===== RECORDED DATA

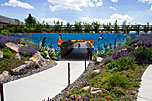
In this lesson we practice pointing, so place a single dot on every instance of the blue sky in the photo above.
(103, 11)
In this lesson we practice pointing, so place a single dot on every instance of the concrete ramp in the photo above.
(45, 84)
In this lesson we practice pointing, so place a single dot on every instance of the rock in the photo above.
(1, 54)
(18, 69)
(99, 59)
(47, 56)
(12, 46)
(85, 88)
(95, 72)
(95, 90)
(4, 76)
(17, 56)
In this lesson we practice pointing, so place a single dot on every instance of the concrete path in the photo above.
(145, 90)
(45, 84)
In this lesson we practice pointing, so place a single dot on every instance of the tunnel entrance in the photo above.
(76, 50)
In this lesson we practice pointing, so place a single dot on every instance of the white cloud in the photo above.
(16, 3)
(113, 8)
(148, 1)
(120, 18)
(51, 20)
(114, 0)
(73, 4)
(99, 4)
(143, 1)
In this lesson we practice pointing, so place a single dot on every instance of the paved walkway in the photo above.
(145, 90)
(45, 84)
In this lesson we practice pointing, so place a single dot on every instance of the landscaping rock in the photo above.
(2, 78)
(18, 69)
(95, 90)
(99, 59)
(1, 54)
(17, 56)
(12, 46)
(95, 72)
(85, 88)
(47, 56)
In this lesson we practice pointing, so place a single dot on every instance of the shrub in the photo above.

==========

▶ **WORK TO COMPLETE**:
In the entries above, find the line with "path in the photo above.", then retype it and every line after it exactly.

▶ **ANSWER SECTION**:
In this lesson we practice pointing, so place a single dot on every instance of the concrete path in the photo above.
(145, 90)
(45, 84)
In this lesson we practice pointing, so place a single dot on every instance of the tunnel entrance in the photo above.
(76, 50)
In this lesson we practice pointing, so place a single dot on every instance of the white cloud in the photo above.
(16, 3)
(113, 8)
(148, 1)
(120, 18)
(51, 20)
(114, 0)
(73, 4)
(99, 4)
(143, 1)
In this lesson we practice pointing, so place a single dot on every instance of the paved walkway in the photo above.
(145, 90)
(45, 84)
In this lesson we practice pointing, so place a single dot on every instance of the landscaping rock in the photo above.
(2, 78)
(18, 69)
(95, 90)
(99, 59)
(1, 54)
(17, 56)
(12, 46)
(95, 72)
(85, 88)
(47, 56)
In this lesson we practice pointing, so place a single dot on every instance of the shrub in the photo above.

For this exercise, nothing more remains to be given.